**Work to be completed**: Copy each of the following lines word for word, leaving nothing out.

++++++

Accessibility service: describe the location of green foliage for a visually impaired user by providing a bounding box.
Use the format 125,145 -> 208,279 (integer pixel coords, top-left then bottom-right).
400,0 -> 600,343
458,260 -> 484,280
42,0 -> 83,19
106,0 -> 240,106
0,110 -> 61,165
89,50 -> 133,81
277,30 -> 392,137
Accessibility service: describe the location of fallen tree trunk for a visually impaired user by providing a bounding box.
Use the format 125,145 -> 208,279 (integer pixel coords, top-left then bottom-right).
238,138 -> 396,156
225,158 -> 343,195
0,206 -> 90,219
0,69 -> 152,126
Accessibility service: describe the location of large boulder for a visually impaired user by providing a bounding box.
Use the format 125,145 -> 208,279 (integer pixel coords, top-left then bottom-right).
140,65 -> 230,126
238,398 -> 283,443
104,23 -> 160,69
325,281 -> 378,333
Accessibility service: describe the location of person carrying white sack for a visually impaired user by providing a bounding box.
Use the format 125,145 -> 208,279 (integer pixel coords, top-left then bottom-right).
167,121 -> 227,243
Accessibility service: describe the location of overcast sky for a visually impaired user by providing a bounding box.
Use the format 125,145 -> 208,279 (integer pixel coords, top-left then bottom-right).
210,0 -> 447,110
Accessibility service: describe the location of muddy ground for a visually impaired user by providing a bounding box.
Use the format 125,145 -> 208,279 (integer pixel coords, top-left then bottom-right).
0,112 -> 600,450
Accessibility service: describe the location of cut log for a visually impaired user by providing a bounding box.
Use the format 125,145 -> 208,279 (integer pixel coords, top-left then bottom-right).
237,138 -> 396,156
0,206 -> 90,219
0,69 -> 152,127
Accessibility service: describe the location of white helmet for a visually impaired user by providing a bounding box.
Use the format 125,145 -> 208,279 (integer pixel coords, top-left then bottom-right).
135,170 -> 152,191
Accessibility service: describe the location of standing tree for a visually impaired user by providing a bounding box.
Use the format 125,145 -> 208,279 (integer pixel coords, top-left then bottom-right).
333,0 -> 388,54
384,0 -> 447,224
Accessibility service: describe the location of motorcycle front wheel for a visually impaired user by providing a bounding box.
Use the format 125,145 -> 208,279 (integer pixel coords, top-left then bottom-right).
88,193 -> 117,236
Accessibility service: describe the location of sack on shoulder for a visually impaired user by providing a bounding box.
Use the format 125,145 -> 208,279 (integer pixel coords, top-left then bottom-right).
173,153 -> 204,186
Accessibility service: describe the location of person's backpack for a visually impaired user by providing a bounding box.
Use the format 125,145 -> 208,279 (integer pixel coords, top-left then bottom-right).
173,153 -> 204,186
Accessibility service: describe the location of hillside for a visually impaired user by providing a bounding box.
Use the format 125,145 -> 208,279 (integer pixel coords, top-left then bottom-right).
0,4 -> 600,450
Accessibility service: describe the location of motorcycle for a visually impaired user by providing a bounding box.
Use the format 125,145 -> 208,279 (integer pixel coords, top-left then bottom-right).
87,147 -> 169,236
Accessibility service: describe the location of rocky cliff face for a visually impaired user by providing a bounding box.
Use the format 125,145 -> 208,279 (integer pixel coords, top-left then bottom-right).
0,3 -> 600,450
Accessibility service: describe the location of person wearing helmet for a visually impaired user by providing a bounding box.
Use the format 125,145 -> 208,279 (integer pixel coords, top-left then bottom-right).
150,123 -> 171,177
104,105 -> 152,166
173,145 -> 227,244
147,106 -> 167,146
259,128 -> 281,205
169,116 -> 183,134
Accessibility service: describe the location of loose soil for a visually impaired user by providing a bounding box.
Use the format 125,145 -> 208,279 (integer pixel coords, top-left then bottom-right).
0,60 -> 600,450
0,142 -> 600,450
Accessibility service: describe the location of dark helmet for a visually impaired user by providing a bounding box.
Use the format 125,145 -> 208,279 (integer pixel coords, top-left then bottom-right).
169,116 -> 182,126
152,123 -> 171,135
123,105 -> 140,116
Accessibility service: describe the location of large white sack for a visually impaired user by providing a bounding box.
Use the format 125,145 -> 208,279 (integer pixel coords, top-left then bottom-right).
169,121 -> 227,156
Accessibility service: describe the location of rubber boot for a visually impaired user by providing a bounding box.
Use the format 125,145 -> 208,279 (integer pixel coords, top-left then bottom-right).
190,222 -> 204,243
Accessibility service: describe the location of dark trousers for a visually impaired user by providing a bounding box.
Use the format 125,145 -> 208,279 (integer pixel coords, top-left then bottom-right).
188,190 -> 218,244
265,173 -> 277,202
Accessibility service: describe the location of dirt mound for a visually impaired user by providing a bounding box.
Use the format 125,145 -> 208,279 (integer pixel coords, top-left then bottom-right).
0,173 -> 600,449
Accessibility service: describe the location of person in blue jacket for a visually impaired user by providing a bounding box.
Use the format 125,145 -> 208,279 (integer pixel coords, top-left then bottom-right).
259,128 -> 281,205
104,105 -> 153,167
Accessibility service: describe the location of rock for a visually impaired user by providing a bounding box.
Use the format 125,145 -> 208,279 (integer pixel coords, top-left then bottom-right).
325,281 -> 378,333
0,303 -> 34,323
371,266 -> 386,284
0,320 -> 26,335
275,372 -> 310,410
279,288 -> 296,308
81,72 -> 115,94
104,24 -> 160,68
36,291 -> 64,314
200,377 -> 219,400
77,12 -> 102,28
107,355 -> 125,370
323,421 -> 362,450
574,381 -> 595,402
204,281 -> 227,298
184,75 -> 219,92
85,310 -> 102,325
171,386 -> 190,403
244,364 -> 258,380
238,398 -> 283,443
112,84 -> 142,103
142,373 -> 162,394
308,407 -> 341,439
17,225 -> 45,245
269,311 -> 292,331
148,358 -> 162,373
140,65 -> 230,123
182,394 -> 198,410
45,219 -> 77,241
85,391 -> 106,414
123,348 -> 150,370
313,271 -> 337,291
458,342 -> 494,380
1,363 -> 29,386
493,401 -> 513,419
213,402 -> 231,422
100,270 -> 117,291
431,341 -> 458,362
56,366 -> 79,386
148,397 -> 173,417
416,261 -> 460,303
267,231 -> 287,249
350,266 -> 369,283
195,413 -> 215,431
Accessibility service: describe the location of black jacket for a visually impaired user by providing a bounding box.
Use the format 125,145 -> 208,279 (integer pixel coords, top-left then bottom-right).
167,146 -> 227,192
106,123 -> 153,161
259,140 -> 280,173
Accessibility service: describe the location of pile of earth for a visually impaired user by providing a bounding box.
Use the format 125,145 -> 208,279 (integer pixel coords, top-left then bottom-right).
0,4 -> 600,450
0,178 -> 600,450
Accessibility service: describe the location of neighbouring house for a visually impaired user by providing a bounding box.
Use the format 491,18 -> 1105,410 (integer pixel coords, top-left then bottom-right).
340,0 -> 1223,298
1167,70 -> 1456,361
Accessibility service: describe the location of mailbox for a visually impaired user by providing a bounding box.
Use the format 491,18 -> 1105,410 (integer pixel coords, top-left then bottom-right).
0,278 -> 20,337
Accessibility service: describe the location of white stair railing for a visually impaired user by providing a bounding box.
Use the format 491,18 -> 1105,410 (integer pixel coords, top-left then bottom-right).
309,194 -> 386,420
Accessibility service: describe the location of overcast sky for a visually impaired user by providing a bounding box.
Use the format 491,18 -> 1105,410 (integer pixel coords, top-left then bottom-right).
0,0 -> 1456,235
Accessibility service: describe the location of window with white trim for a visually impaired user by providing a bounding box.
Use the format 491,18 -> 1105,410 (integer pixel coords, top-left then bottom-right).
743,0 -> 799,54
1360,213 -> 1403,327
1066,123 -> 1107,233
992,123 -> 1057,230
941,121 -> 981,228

++++++

**Response**:
Accessibility service: describe the location of green foliage for a visually impaired user by providing a bounding box.
Use the format 125,145 -> 208,279 (integer pixel coords, top-left then bottom-right).
400,0 -> 600,343
458,260 -> 484,280
42,0 -> 83,19
106,0 -> 240,106
0,110 -> 61,165
89,50 -> 133,81
277,30 -> 392,137
Accessibility service: describe the location of fallen tree trunk for a visually impaired user by providing a bounding box.
Use the format 125,145 -> 208,279 (integer pixel coords, top-left then bottom-right).
238,138 -> 396,156
225,158 -> 343,195
0,206 -> 90,219
0,69 -> 152,126
Accessibility service: describe the location of large boulder for a visually impaired user by providing a bounding box.
Use the format 125,145 -> 208,279 (integer pixel coords, top-left then bottom-right).
140,65 -> 230,126
238,398 -> 283,443
104,23 -> 160,69
325,281 -> 378,333
Accessibility service: describe the location of person carrying white sack for a visually impaired user by providing a bounding box.
Use the format 125,145 -> 208,279 (integer pixel coords, top-left then bottom-right).
167,121 -> 227,243
Accessibility service: describe the location of overcast sky for a visually impaired user by providing a bounding box.
Use the format 125,145 -> 208,279 (integer pixel coords, top-left then bottom-right).
210,0 -> 447,110
Accessibility service: describe the location of muddy ground for a visually impaired user by providing a bounding box.
Use the format 125,145 -> 208,279 (integer pixel coords, top-left then bottom-right).
0,112 -> 600,450
Accessibility service: describe the location of cut log for a visually impaired user by providing a bounding box.
Use the format 125,145 -> 208,279 (integer pixel coords, top-left then bottom-right).
237,138 -> 396,156
0,206 -> 90,219
0,69 -> 152,127
Accessibility service: describe the location of white helmet for a visually impaired user by providing a bounding box.
Use the format 125,145 -> 208,279 (integer pixel coords, top-left then bottom-right).
135,170 -> 152,191
Accessibility service: describe the location of standing tree for a visually impaired user by providing a bounding box.
Use the format 125,145 -> 208,279 (integer pixel coords, top-left then bottom-right).
333,0 -> 388,54
384,0 -> 447,224
Accessibility service: describe the location of motorcycle front wheel for a visually impaired user by providing a bounding box.
Use the format 125,145 -> 208,279 (integer pixel coords, top-left then bottom-right).
88,193 -> 117,236
Accessibility service: describe the location of sack on shoulder for a visually impaired user by providing a bounding box.
Use the format 125,145 -> 208,279 (integer pixel coords, top-left then bottom-right).
173,153 -> 204,186
Accessibility service: describe the location of person's backpack for a visually impaired user by providing a bounding box.
Use the format 125,145 -> 208,279 (integer pixel coords, top-left then bottom-right).
173,153 -> 204,186
Accessibility service: describe the location of hillside for a visually impaired user by providing a bounding box.
Use the format 125,145 -> 208,279 (integer pixel coords, top-left then bottom-right).
0,4 -> 600,450
Accessibility service: describe the location of motorcycle for a visually impaired user by providing a bounding box.
Use the format 125,145 -> 208,279 (integer pixel coords, top-left then bottom-right).
87,147 -> 169,236
Accessibility service: describe the location of rocky cliff face for a visually impaired user by providing a bounding box.
Use the format 125,145 -> 208,279 (integer pixel coords, top-left then bottom-right).
0,3 -> 600,450
Accessibility service: describe the location of person wearing helmet for a visually impaired user by providing a bounding box.
Use the format 125,145 -> 208,279 (integer pixel coords, top-left then bottom-right).
150,123 -> 171,177
104,105 -> 152,166
173,145 -> 227,244
147,106 -> 167,146
259,128 -> 281,205
169,116 -> 183,134
Accessibility service: describe the location of loose soil for a visually impaired user by providing a bounding box.
Use the format 125,145 -> 208,279 (integer pixel coords, top-left then bottom-right).
0,60 -> 600,450
0,142 -> 600,450
Accessibility service: describe the location of dark helmet for a visually impaired user by providing a bounding box.
Use the format 125,145 -> 208,279 (integer pixel coords, top-left then bottom-right).
169,116 -> 182,126
152,123 -> 171,135
123,105 -> 140,116
Accessibility service: describe the location of large white sack for a visually impaired user by providing a bounding box.
Use the format 125,145 -> 208,279 (integer pixel coords, top-left then bottom-right).
169,121 -> 227,156
Accessibility service: describe the location of rubber boot for a visually impaired user by providing a bounding box.
Use the format 125,145 -> 208,279 (integer pixel coords, top-left then bottom-right).
190,222 -> 204,243
Accessibility service: describe the location of dark trousers for a visually impaired user by providing a bounding box.
Use the format 125,145 -> 208,279 (integer pixel coords, top-left then bottom-right).
188,190 -> 218,244
265,173 -> 277,202
Accessibility service: describe the location of dirt mound for a visually impaired user by providing a bounding box.
Use the format 125,145 -> 208,279 (integer pixel coords, top-left then bottom-right).
0,173 -> 600,449
Accessibility service: describe the location of person in blue jacket for a visually impaired user by providing a bounding box.
Use the format 125,145 -> 208,279 (integer pixel coords, top-left then bottom-right).
259,128 -> 281,205
104,105 -> 153,167
Accessibility service: describe the location of rock for a visually impaired user by providing a bounding box.
Use the format 125,145 -> 208,279 (integer pixel coords, top-left then bottom-right).
325,281 -> 378,333
0,303 -> 34,323
371,266 -> 386,284
0,320 -> 26,335
275,372 -> 310,410
279,288 -> 296,308
81,72 -> 115,94
104,24 -> 160,68
36,291 -> 64,314
200,377 -> 219,400
77,12 -> 102,28
107,355 -> 125,370
323,421 -> 362,450
574,381 -> 595,402
204,281 -> 227,298
184,75 -> 219,92
85,310 -> 102,325
171,386 -> 190,403
244,364 -> 258,380
238,398 -> 283,443
112,84 -> 142,103
142,373 -> 162,394
308,407 -> 341,439
17,225 -> 45,245
269,311 -> 292,331
148,358 -> 162,373
140,65 -> 230,123
182,394 -> 198,410
45,219 -> 77,241
85,391 -> 106,414
123,348 -> 150,370
313,271 -> 337,291
458,342 -> 494,380
1,363 -> 29,386
493,401 -> 513,419
213,402 -> 231,422
100,270 -> 117,291
431,341 -> 458,362
56,366 -> 79,386
148,397 -> 173,417
416,261 -> 460,303
267,231 -> 287,249
350,266 -> 369,283
195,413 -> 215,431
Accessibility service: describe the location of black jacket for a visually impaired user by providing a bounding box.
Use the format 125,145 -> 208,279 (integer pixel coords, top-left then bottom-right).
167,146 -> 227,192
106,123 -> 153,161
259,140 -> 280,173
Accessibility service: describe the location of pile of earth for a visually impaired user by providing a bounding box.
Use the format 125,145 -> 208,279 (integer pixel coords, top-left then bottom-right).
0,4 -> 600,450
0,178 -> 600,450
Accessibility service: describe the location of neighbouring house for a visually impaired user by providing a bounding box.
Use the format 491,18 -> 1105,410 (integer pixel coords, top-left then bottom-right).
340,0 -> 1223,298
1167,70 -> 1456,361
Accessibility service: describe the location of mailbox for a visually impaired user by providing a bounding box.
Use the format 491,18 -> 1105,410 (integer pixel coords, top-left then bottom-right).
0,278 -> 20,337
Accessibility service: describe the location of white stair railing for a visually impaired user by providing a bounding box.
Use the format 491,18 -> 1105,410 (integer pixel coords, top-left then bottom-right).
309,194 -> 386,420
Accessibility service: describe the location of overcast sky for a visually impaired user by providing a bounding box.
Use the format 491,18 -> 1105,410 (integer pixel coords, top-left then bottom-right).
0,0 -> 1456,235
Accessibility service: describe the location of window with white trim for a visually impaired user by providing a bounding box.
Use the format 491,18 -> 1105,410 (integer pixel coords, top-left then bottom-right).
743,0 -> 799,54
1360,213 -> 1403,327
1066,123 -> 1107,233
992,123 -> 1057,230
941,121 -> 981,228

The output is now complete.